What you will do: Return all of the records exactly.

BEGIN Material supplied

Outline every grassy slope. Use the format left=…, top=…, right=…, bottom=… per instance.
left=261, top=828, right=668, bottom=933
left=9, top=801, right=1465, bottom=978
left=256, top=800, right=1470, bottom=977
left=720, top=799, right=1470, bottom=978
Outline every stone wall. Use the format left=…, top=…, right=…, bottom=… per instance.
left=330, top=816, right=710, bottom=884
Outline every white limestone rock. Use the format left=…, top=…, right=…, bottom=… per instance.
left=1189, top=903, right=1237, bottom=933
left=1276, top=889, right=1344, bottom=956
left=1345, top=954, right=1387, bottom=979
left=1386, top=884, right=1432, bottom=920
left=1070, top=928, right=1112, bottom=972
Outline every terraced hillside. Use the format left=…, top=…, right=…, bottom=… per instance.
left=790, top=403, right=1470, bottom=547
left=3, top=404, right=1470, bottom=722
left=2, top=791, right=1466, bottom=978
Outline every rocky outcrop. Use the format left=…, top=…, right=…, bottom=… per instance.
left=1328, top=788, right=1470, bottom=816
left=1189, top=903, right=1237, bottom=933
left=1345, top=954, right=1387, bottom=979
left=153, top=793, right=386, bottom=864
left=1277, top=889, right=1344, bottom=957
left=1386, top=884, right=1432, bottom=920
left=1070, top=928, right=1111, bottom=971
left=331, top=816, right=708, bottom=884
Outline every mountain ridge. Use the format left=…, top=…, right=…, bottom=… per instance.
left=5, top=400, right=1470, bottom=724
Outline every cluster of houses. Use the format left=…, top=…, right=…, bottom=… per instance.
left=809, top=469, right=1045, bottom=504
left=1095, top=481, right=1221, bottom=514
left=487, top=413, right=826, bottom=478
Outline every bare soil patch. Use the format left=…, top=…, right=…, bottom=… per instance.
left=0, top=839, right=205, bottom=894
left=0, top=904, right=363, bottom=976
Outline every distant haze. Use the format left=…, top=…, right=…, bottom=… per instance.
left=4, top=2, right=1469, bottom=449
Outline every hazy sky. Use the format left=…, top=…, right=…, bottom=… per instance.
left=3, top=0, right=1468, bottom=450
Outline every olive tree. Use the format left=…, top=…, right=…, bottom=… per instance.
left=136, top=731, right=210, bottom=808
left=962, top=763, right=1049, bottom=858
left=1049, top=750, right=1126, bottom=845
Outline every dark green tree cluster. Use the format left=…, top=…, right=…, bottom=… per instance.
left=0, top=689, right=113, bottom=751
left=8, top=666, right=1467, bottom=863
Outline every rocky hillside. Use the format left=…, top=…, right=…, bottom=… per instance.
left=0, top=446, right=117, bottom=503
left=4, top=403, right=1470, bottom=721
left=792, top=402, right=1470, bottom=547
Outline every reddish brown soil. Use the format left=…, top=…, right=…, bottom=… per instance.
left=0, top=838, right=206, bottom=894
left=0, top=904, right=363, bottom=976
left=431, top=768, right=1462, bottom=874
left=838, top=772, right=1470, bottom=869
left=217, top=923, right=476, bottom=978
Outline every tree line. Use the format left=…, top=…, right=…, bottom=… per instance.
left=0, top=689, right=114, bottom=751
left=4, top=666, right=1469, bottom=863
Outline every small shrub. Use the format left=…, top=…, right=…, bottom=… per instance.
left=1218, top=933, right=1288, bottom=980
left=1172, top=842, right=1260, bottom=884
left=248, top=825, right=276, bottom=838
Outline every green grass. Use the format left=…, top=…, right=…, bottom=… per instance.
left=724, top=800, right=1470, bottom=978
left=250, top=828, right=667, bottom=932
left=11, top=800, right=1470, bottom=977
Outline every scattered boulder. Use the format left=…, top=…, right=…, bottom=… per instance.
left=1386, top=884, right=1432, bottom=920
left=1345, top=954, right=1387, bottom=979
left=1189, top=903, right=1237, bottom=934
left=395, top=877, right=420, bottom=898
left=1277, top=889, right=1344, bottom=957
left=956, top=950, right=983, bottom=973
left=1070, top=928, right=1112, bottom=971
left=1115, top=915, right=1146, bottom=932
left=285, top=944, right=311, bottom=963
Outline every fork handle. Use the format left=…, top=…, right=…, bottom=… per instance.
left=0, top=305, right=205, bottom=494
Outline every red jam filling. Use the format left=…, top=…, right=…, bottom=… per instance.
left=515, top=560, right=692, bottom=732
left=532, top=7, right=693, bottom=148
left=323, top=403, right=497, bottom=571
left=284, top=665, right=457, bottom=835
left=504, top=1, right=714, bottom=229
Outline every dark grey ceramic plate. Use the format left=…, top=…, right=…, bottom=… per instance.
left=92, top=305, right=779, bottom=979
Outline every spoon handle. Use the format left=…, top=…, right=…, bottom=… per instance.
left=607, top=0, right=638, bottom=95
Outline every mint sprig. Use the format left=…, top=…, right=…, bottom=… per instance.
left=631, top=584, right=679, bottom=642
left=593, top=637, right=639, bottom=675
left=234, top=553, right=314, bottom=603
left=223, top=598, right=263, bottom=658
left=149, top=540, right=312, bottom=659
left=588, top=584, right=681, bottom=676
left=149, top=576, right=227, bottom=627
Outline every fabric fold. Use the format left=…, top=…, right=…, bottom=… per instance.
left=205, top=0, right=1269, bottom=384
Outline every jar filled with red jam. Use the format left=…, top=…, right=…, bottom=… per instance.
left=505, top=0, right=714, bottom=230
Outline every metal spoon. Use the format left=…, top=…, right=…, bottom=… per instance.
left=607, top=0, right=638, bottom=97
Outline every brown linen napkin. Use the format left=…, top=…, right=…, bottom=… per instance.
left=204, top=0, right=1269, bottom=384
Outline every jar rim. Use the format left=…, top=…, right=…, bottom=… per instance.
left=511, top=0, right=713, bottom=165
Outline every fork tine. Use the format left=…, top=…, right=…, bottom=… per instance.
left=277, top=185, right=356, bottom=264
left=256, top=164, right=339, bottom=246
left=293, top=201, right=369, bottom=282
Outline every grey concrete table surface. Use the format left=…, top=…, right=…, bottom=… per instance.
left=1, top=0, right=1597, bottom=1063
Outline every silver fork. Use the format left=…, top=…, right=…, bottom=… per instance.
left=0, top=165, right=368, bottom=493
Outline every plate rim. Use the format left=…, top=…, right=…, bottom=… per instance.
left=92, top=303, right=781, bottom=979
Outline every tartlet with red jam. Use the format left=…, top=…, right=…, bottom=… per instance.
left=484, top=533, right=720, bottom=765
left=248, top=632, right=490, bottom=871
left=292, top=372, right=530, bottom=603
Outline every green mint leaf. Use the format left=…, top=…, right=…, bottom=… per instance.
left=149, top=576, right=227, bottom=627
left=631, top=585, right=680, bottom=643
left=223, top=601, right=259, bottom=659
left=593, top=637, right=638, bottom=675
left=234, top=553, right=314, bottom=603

END Material supplied

The answer:
Outline every grassy slope. Use the format left=…, top=…, right=…, bottom=… per instance.
left=261, top=828, right=668, bottom=933
left=9, top=801, right=1465, bottom=978
left=256, top=800, right=1470, bottom=977
left=720, top=799, right=1470, bottom=978
Outline every stone wall. Use the format left=…, top=…, right=…, bottom=… per instance.
left=330, top=816, right=710, bottom=884
Outline every white limestone rock. Use the format left=…, top=…, right=…, bottom=… per instance.
left=1189, top=903, right=1237, bottom=933
left=1276, top=889, right=1344, bottom=956
left=1345, top=954, right=1387, bottom=979
left=1386, top=884, right=1432, bottom=920
left=1070, top=928, right=1112, bottom=972
Outline every terraced hillside. Use the format left=…, top=…, right=…, bottom=… per instance.
left=790, top=403, right=1470, bottom=547
left=3, top=404, right=1470, bottom=722
left=2, top=791, right=1466, bottom=978
Outline every rocky outcrop. Use the format left=…, top=…, right=…, bottom=… per instance.
left=1328, top=788, right=1470, bottom=816
left=1189, top=903, right=1237, bottom=933
left=1345, top=954, right=1387, bottom=979
left=153, top=793, right=386, bottom=864
left=1277, top=889, right=1344, bottom=957
left=1386, top=884, right=1432, bottom=920
left=1070, top=928, right=1111, bottom=971
left=331, top=816, right=708, bottom=884
Outline every mountain ridge. Use the format left=…, top=…, right=…, bottom=… per instance.
left=5, top=400, right=1470, bottom=724
Outline every cluster of houses. Use the format left=…, top=…, right=…, bottom=… per instance.
left=809, top=469, right=1045, bottom=504
left=1095, top=481, right=1221, bottom=514
left=487, top=413, right=826, bottom=478
Outline every bare soil patch. Use the format left=…, top=…, right=…, bottom=… per instance.
left=0, top=839, right=205, bottom=894
left=0, top=904, right=363, bottom=976
Outline every distant haze. Use the format left=…, top=…, right=…, bottom=… per instance.
left=4, top=2, right=1469, bottom=449
Outline every hazy sky. Use the format left=…, top=…, right=…, bottom=… per instance.
left=3, top=0, right=1468, bottom=450
Outline every olive tree. Use the format left=…, top=…, right=…, bottom=… per instance.
left=136, top=731, right=210, bottom=808
left=962, top=763, right=1049, bottom=858
left=1049, top=750, right=1126, bottom=845
Outline every dark green tree cluster. Use the format left=…, top=…, right=…, bottom=… per instance.
left=0, top=689, right=113, bottom=751
left=8, top=666, right=1467, bottom=863
Outline every rocky hillside. Use the format left=…, top=…, right=…, bottom=… per instance.
left=0, top=446, right=117, bottom=503
left=4, top=403, right=1470, bottom=721
left=792, top=402, right=1470, bottom=547
Outline every reddish brown soil. Use the format left=…, top=…, right=…, bottom=… per instance.
left=0, top=838, right=206, bottom=894
left=0, top=904, right=363, bottom=976
left=431, top=768, right=1462, bottom=874
left=838, top=772, right=1470, bottom=869
left=217, top=923, right=476, bottom=978
Outline every tree line. Use the format left=…, top=…, right=…, bottom=… per instance.
left=0, top=689, right=114, bottom=751
left=4, top=666, right=1469, bottom=863
Outline every small shrub. Use the format left=…, top=…, right=…, bottom=… per instance.
left=1218, top=933, right=1288, bottom=980
left=1172, top=842, right=1260, bottom=884
left=248, top=825, right=276, bottom=838
Outline every green grass. Use the format left=…, top=…, right=…, bottom=… per instance.
left=724, top=800, right=1470, bottom=978
left=250, top=828, right=667, bottom=932
left=11, top=800, right=1470, bottom=977
Outline every scattered boulder. Use the format left=…, top=…, right=…, bottom=… per instance.
left=1386, top=884, right=1432, bottom=920
left=1345, top=954, right=1387, bottom=979
left=1189, top=903, right=1237, bottom=934
left=395, top=877, right=420, bottom=898
left=1277, top=889, right=1344, bottom=957
left=956, top=950, right=983, bottom=973
left=1070, top=928, right=1112, bottom=971
left=1115, top=915, right=1146, bottom=932
left=285, top=944, right=311, bottom=963
Outline every fork handle. Use the format left=…, top=…, right=…, bottom=… per instance.
left=0, top=305, right=205, bottom=494
Outline every red jam filling. Use the format left=…, top=…, right=…, bottom=… per instance.
left=515, top=560, right=692, bottom=732
left=532, top=7, right=693, bottom=148
left=323, top=403, right=497, bottom=571
left=284, top=665, right=457, bottom=835
left=504, top=1, right=714, bottom=229
Outline every dark grey ceramic plate. Use the format left=…, top=…, right=…, bottom=… per instance.
left=92, top=305, right=779, bottom=979
Outline every spoon handle. Use the format left=…, top=…, right=…, bottom=… per instance.
left=607, top=0, right=638, bottom=95
Outline every mint sprig. Use the format left=…, top=…, right=…, bottom=… per instance.
left=631, top=584, right=679, bottom=642
left=593, top=637, right=639, bottom=675
left=234, top=553, right=314, bottom=603
left=223, top=598, right=263, bottom=658
left=149, top=540, right=312, bottom=659
left=588, top=584, right=681, bottom=676
left=149, top=576, right=227, bottom=627
Outline every fabric fold. Use the format left=…, top=…, right=…, bottom=… per instance.
left=205, top=0, right=1269, bottom=384
Outline every jar filled with red jam. Use the format left=…, top=…, right=…, bottom=… per instance.
left=505, top=0, right=714, bottom=230
Outline every metal spoon. Use the format left=…, top=…, right=…, bottom=… per instance.
left=607, top=0, right=638, bottom=97
Outline every brown linen napkin. Use the format left=…, top=…, right=…, bottom=… per instance.
left=204, top=0, right=1269, bottom=384
Outline every jar rim. Use the format left=…, top=…, right=…, bottom=… per instance.
left=511, top=0, right=713, bottom=165
Outline every fork tine. Use the format left=…, top=…, right=…, bottom=… per instance.
left=277, top=185, right=356, bottom=264
left=256, top=164, right=339, bottom=246
left=293, top=201, right=369, bottom=282
Outline every grey concrete table surface. Use the format left=…, top=…, right=…, bottom=… per instance.
left=1, top=0, right=1597, bottom=1063
Outline every silver fork. Use the format left=…, top=…, right=…, bottom=… per instance.
left=0, top=165, right=368, bottom=493
Outline every plate rim. Use the format left=…, top=…, right=…, bottom=… per instance.
left=92, top=303, right=781, bottom=979
Outline every tartlet with red jam. Use the format left=…, top=…, right=…, bottom=… per instance.
left=484, top=533, right=720, bottom=765
left=248, top=632, right=490, bottom=871
left=292, top=372, right=530, bottom=603
Outline every green mint leaf. Use the format left=…, top=…, right=…, bottom=… per instance.
left=149, top=576, right=227, bottom=627
left=631, top=585, right=680, bottom=643
left=223, top=601, right=259, bottom=659
left=593, top=637, right=638, bottom=675
left=234, top=553, right=314, bottom=603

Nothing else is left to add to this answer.